* **Material provided**

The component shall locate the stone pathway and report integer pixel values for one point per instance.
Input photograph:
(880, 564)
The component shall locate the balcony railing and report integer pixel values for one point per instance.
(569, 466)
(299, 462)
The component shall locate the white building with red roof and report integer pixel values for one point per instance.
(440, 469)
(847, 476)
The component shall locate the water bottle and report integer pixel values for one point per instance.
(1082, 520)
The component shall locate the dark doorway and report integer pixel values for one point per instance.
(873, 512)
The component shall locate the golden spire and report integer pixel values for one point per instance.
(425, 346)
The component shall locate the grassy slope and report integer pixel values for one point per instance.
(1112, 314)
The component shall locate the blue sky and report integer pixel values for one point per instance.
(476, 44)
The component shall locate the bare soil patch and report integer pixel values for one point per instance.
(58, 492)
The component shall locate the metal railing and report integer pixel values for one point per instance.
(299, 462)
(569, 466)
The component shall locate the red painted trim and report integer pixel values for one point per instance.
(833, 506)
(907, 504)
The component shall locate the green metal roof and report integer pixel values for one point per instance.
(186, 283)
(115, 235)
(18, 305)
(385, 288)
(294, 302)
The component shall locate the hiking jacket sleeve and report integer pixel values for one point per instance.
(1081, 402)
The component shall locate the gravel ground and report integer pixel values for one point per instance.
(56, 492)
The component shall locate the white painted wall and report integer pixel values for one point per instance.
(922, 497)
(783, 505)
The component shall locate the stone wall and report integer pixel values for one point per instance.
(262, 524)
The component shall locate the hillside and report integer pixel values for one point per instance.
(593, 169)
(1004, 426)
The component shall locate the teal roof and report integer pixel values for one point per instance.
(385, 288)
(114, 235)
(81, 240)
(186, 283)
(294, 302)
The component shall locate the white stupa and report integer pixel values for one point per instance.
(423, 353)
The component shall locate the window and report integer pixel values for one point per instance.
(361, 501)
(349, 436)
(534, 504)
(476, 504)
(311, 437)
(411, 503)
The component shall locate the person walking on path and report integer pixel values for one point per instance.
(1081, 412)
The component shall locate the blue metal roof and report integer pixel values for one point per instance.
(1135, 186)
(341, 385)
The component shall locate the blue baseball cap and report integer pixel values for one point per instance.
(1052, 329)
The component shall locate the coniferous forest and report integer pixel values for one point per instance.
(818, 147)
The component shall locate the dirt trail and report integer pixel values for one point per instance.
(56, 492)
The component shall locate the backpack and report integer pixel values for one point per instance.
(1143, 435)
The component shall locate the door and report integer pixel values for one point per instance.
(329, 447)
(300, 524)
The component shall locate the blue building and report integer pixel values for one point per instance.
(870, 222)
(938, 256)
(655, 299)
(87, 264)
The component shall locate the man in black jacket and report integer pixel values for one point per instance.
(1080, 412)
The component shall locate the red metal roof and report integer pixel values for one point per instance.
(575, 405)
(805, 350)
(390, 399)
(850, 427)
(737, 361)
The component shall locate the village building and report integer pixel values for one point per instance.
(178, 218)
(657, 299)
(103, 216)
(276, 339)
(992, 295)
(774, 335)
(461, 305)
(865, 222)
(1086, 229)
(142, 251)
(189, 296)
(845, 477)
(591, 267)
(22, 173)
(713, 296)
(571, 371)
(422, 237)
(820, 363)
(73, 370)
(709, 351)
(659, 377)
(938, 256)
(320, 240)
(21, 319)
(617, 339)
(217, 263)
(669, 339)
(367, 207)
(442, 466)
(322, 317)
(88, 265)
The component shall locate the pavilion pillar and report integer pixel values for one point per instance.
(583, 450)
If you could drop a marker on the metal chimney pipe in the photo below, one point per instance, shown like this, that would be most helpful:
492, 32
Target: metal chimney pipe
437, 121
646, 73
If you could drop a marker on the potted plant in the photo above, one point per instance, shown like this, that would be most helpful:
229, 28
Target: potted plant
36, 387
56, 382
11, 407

* **Exercise objective**
Copy the entire listing above line for line, changing nothing.

* **The completed task**
The component shall locate the stone pathway and report integer pixel values for one point per instance.
Input photograph:
(880, 564)
The component shall locate the balcony railing and report integer pixel values for one point per instance.
(569, 466)
(299, 462)
The component shall locate the white building with red roof and report integer pixel values for one point per instance.
(440, 469)
(847, 476)
The component shall locate the water bottle and report integer pixel values for one point per instance.
(1082, 520)
The component shall locate the dark doorway and report integer pixel values for one point per instance.
(873, 512)
The component shall locate the golden spire and report integer pixel values for one point per instance.
(425, 346)
The component shall locate the grassy slope and report integer pixel values for one point per instance.
(1112, 314)
The component shall locate the blue sky and report integer pixel values for one point per instance.
(476, 44)
The component shall locate the bare soil patch and report integer pixel values for one point per instance.
(58, 492)
The component shall locate the metal railing and report integer pixel values for one point per instance.
(299, 462)
(569, 466)
The component shall locate the red painted trim and report integer pixel values for one point per instance.
(833, 506)
(907, 504)
The component shall locate the green metal roof and report integer pixel values for one point per instance.
(186, 283)
(115, 235)
(18, 305)
(385, 288)
(294, 302)
The component shall locate the hiking jacket sleeve and report integer pixel values for one point per instance.
(1081, 402)
The component shall locate the gravel ground and report integer pixel values for one point per instance.
(56, 492)
The component shall locate the white painted wall and report integer pixel values for one point per instance.
(922, 497)
(783, 505)
The component shall locate the stone wall and report integer pixel values for one point per instance.
(262, 524)
The component shall locate the hillside and report integer pixel values for one point per instance.
(593, 169)
(1004, 426)
The component shall locate the teal roof and report integer pixel values for one point per instance.
(385, 288)
(114, 235)
(81, 240)
(186, 283)
(294, 302)
The component shall locate the white stupa and report integer pixel values for one point per instance.
(423, 353)
The component shall locate the window and report integer pixel values for one point per instance.
(361, 501)
(349, 436)
(534, 504)
(476, 504)
(311, 437)
(411, 503)
The component shall locate the person walking on path and report integer pixel values for one point per instance.
(1081, 412)
The component shall locate the blue metal roof and report integer pixel values for one point per instance.
(1135, 186)
(341, 385)
The component shall locate the blue baseball cap and report integer pixel values for one point per instance.
(1052, 329)
The component shall locate the coniferous forest and report integer pixel values for one point per instance.
(818, 147)
The component shall locate the dirt trail and report integer pixel values for one point per instance.
(56, 492)
The component shall locate the backpack and report integer pixel values for one point per instance.
(1143, 435)
The component shall locate the door and report integer pixel values for one point per instance.
(329, 447)
(300, 524)
The component shall locate the blue building and report integer pixel values for one point per instance.
(870, 222)
(938, 256)
(655, 299)
(87, 264)
The component shall locate the man in black jacket and report integer pixel values for one point per instance.
(1080, 412)
The component shall locate the red metal roof and report integer pixel values for one point per instance.
(575, 405)
(805, 350)
(390, 399)
(850, 427)
(737, 361)
The component shall locate the village building and report integer pixel values for one point per instance.
(178, 218)
(657, 299)
(103, 216)
(276, 339)
(992, 295)
(774, 335)
(461, 305)
(865, 222)
(1086, 229)
(142, 251)
(189, 296)
(845, 477)
(591, 267)
(22, 173)
(713, 296)
(571, 371)
(422, 237)
(820, 363)
(73, 370)
(709, 351)
(659, 377)
(938, 256)
(320, 240)
(21, 319)
(617, 339)
(217, 263)
(669, 339)
(367, 207)
(442, 466)
(322, 317)
(88, 265)
The component shall locate the pavilion pillar and report integer pixel values for one point per instance.
(583, 450)
If you could drop a marker on the metal chimney pipe in the photo below, one point per instance, shown like this, that would be most helpful:
492, 32
Target: metal chimney pipe
437, 121
646, 73
If you could drop a marker on the potted plant in the photo above, one point per instance, shown like this, that would be most helpful:
229, 28
Target: potted plant
36, 387
56, 382
11, 407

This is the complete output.